Stored data entries
>>>>

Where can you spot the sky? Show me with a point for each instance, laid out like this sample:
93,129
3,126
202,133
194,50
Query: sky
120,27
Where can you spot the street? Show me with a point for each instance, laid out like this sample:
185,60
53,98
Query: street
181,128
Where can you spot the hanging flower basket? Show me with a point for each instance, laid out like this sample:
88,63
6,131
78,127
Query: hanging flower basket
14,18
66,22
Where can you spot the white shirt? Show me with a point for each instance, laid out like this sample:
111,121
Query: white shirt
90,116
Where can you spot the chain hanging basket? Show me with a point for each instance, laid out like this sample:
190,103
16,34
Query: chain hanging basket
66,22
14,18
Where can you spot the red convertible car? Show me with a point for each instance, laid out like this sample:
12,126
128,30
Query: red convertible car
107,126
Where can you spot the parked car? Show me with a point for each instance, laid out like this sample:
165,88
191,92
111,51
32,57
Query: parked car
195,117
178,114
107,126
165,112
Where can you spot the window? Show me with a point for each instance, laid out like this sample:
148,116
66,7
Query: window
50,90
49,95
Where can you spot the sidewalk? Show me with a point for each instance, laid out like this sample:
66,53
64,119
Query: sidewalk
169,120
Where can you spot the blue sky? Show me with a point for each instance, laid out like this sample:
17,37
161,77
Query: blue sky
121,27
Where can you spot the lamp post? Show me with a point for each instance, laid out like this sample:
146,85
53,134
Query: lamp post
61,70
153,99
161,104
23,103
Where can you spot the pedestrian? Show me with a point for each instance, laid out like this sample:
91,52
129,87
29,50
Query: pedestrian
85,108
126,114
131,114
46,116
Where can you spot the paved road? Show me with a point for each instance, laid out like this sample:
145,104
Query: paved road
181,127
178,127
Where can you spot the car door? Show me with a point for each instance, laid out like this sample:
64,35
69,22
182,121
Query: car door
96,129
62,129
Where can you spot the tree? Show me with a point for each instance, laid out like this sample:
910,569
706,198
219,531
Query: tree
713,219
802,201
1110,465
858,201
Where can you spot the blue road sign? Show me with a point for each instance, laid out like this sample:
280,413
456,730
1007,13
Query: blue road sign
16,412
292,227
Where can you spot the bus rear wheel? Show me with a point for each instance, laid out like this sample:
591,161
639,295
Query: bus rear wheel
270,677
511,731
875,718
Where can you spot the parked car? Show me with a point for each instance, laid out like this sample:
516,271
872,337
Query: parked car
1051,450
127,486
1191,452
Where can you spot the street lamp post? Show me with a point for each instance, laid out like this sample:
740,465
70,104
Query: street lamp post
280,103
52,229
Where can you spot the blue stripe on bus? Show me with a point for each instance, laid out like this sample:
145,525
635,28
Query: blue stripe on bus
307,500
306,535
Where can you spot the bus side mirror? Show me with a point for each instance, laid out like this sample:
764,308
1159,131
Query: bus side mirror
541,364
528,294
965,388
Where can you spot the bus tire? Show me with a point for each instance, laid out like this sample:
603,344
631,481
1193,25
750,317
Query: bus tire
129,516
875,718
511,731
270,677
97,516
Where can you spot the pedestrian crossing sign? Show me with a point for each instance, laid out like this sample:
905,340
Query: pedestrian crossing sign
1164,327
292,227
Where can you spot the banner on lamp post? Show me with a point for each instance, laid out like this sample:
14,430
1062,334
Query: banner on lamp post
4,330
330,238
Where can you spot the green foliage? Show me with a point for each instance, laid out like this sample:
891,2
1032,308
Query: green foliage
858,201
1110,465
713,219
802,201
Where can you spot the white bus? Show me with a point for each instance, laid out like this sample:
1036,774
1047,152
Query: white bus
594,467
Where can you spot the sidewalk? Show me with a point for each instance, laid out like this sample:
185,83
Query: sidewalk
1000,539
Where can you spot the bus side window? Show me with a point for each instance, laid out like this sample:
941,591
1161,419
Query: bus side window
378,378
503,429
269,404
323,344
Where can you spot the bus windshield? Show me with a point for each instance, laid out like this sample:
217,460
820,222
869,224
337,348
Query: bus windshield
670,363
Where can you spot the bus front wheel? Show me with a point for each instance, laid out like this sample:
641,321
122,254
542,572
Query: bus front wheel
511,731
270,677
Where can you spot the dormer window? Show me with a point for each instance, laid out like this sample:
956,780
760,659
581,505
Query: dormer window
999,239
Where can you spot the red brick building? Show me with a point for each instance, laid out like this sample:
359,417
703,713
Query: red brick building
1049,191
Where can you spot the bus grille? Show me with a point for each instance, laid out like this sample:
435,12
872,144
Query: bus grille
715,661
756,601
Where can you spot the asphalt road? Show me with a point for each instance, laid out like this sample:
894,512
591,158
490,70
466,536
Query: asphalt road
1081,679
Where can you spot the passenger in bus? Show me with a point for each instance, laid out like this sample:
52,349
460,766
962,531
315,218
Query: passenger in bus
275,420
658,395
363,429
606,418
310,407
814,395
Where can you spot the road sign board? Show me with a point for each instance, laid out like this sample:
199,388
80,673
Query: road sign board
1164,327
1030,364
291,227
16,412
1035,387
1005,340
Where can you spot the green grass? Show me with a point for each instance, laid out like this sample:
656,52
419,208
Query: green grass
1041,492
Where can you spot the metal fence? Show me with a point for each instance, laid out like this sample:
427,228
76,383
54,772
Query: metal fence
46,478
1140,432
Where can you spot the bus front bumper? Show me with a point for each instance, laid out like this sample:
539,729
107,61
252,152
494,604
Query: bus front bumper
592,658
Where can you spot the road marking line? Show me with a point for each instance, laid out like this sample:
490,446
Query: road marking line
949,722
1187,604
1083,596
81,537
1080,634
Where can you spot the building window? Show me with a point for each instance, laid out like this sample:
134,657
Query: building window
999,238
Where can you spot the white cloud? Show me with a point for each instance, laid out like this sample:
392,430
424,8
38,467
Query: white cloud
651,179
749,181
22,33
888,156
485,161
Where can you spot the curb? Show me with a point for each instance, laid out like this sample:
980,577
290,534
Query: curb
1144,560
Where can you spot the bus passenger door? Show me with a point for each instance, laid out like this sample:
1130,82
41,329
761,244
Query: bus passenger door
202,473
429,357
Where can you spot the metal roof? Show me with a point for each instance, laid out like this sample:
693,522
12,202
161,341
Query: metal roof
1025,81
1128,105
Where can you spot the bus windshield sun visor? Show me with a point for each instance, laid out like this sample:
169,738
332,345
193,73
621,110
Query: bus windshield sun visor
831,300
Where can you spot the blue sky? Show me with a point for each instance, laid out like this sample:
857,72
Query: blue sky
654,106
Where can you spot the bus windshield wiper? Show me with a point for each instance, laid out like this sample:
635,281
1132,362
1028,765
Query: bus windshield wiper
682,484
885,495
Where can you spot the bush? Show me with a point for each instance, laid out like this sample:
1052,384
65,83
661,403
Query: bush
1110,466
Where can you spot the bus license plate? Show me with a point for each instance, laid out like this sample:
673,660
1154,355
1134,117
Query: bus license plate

<<<<

Print every record above exactly as it appears.

Answer box:
Where can you spot the sky? Show me with a point for each instance, laid out like this sample:
93,129
3,126
202,133
194,50
Query: sky
120,27
Where can you spot the street? Show me with a point for each instance, laid out like this sample:
185,60
53,98
Query: street
181,128
Where can you spot the hanging flower basket? Show me with a point for each instance, laid out like this sample:
88,63
6,131
78,127
Query: hanging flower basket
14,18
66,22
Where can you spot the white shirt? Show me with a point for each instance, laid out like this sample:
111,121
Query: white shirt
90,116
Where can you spot the chain hanging basket? Show me with a point for each instance, laid out like this sample:
190,103
16,34
Query: chain hanging basket
66,22
14,18
Where can you spot the red convertible car? Show me with a point for each instance, laid out like this sample:
12,126
128,30
Query: red convertible car
107,126
Where can you spot the parked car? Show me with a point for each instance, laid out like this sample:
165,88
191,92
111,51
32,57
Query: parked car
195,117
178,114
107,126
165,112
Where can you spot the window? Show me with a point for each instance, laid out like this sample:
148,116
66,7
Query: window
50,90
49,95
Where can you spot the sidewalk? Show me with a point for each instance, laid out like this sample:
66,53
64,119
Query: sidewalk
169,120
Where can you spot the blue sky? Show me with a point for each instance, laid out like this sample:
17,37
161,77
Query: blue sky
121,27
Where can you spot the lamp post? Show me with a point for each instance, laid out like this sample:
146,85
53,134
Query: lamp post
61,70
153,99
161,104
23,103
Where can you spot the pedestrian? Show me with a point for each instance, laid out like this sample:
91,52
129,87
29,50
Query: pedestrian
85,108
126,114
131,114
46,116
Where can you spot the paved road? Show me with a point for each instance, laid out like this sample:
145,104
Query: paved road
181,127
178,127
Where can you spot the car door? Show me with a point for each instance, laid out like this sample:
64,35
69,22
182,121
Query: car door
96,129
62,129
Where can you spot the tree? Show me with a point for each instance, laid out like this sample:
910,569
706,198
219,531
Query: tree
713,219
802,201
1110,465
858,201
Where can you spot the blue road sign? Show me with a point for each instance, laid out like this sample:
280,413
456,730
1007,13
Query: blue road sign
16,412
292,227
Where can you spot the bus rear wheel? Show me with a point for each instance, laid out like this sample:
591,161
639,295
Query: bus rear wheel
270,677
511,731
875,718
Where can you spot the parked car? Show me with a point for each instance, laid out like this sample:
516,271
872,337
Query: parked car
1051,450
127,486
1191,452
Where can you spot the street lamp post? Show me with a point for each instance, laid out like this sample:
740,465
70,104
Query: street lamp post
280,103
52,229
Where can you spot the blue stripe on bus? Show me with a point for each instance, laid out like this sample:
145,525
635,28
Query: blue stripe on bus
307,500
306,535
Where can you spot the bus side mirror? Show me with a point for each instance, laid out like this sample:
764,308
1159,131
Query: bus side mirror
541,364
528,294
965,388
Where can you spot the bus tire? Show me with a point for each instance, laid out like this sample:
603,344
631,481
1193,25
750,317
Query: bus tire
129,516
875,718
511,731
270,677
97,516
Where can you spot the pedestrian crossing sign? Show me with a point for each instance, laid out like this sample:
905,340
Query: pedestrian crossing sign
1164,327
292,227
Where can you spot the banner on lamp post? Show me with a point for each instance, laid out like this sample:
14,430
1062,334
Query: banner on lamp post
4,330
330,238
Where can you spot the green foliage? Show me with a point for each instance, laid out like this sample:
891,2
1032,308
Query: green foliage
858,201
1110,465
713,219
802,201
Where can you spot the white bus? Show me with a point for each instance, laid out like this sample:
1036,774
1047,152
Query: white bus
594,467
Where can you spot the sidewalk? Show me with a point for each instance, laid out like this sample:
185,83
Query: sidewalk
1000,539
Where can you spot the bus side window? Show me with a point for each instance, laid out like this sample:
941,591
1161,419
Query: bus side window
378,378
503,429
269,404
323,344
Where can you spot the bus windshield? Show me with a point for each instance, laid out like this sample:
217,460
820,222
869,224
337,348
Query: bus windshield
670,363
Where can you spot the bus front wheel? Show me with a point for each instance, laid out like this sample:
641,321
122,254
542,572
Query: bus front wheel
511,731
270,677
Where can you spot the dormer window? Show me with a point for each instance, laid out like this sample:
956,780
760,659
581,505
Query: dormer window
999,239
Where can you spot the red brick building? Show me with a point for each instance, laid out like this sample:
359,417
703,713
Query: red brick building
1049,191
Where can you spot the bus grille? Show me with a point for each instance, laid out like this sample:
435,12
872,144
Query: bus grille
715,661
756,601
Where can you spot the asphalt road? Show me with a point for each instance, laid out like this sample:
894,512
591,158
490,70
466,536
Query: asphalt road
1081,679
Where can you spot the passenger in bus? Show me with a point for each instance, laid out like this sample:
52,349
460,766
962,531
315,218
Query: passenger in bus
275,420
658,395
363,429
606,418
310,407
814,395
Where can you spot the road sign board? Show me with a point for each instance, laid out like this sample:
199,388
80,673
Query: road sign board
1164,327
1030,364
291,227
16,412
1035,387
1005,340
Where can you spot the green grass? Show me with a point for each instance, laid out like this sample:
656,52
419,208
Query: green grass
1041,492
Where can you spot the metal fence? Show me with a point for each instance, laid out like this sample:
427,228
76,383
54,772
Query: metal fence
46,478
1140,432
Where can you spot the bus front bumper? Show me with a point for each instance, laid out like this sample:
539,729
107,61
252,152
494,604
Query: bus front bumper
592,658
Where can you spot the road marking line? Show me with a point for each instance, laid out like this sample:
490,446
Query: road marking line
949,722
1187,604
1083,596
81,537
1080,634
Where can you spot the building window? Show me with a point for each instance, laid out like this sample:
134,657
Query: building window
999,238
Where can you spot the white cloud? Show me with a point for each instance, laid out like this sample:
392,430
424,8
38,467
Query: white cloud
651,179
749,181
22,33
888,156
485,161
Where can you spot the curb? Show me with a point for each instance, laid out like this sample:
980,577
290,534
Query: curb
1144,560
Where can you spot the bus passenger door? Show me with a point for each instance, laid out like this sample:
1130,82
41,329
761,244
Query: bus passenger door
202,473
429,357
Where can you spot the metal roof? Show me with a point for each instance, laid out like this sample:
693,522
12,202
161,341
Query: metal roof
1025,81
1128,105
Where can you spot the bus windshield sun visor? Show me with a point for each instance, laid out like this sample:
169,738
332,345
193,73
621,110
Query: bus windshield sun visor
831,300
Where can you spot the blue sky? Show me with a point for each instance, laid out like this sample:
857,72
Query: blue sky
654,106
Where can you spot the bus windshield wiper? Show me with a point for each instance, laid out like this sample:
635,281
1132,362
1028,765
Query: bus windshield wiper
682,484
885,495
Where can you spot the bush? Show me with a point for each instance, laid out like this sample:
1052,384
65,83
661,403
Query: bush
1110,466
Where can you spot the bus license plate? Show me with a point for each instance, laid out like this sample:
673,660
1154,355
1134,117
Query: bus license plate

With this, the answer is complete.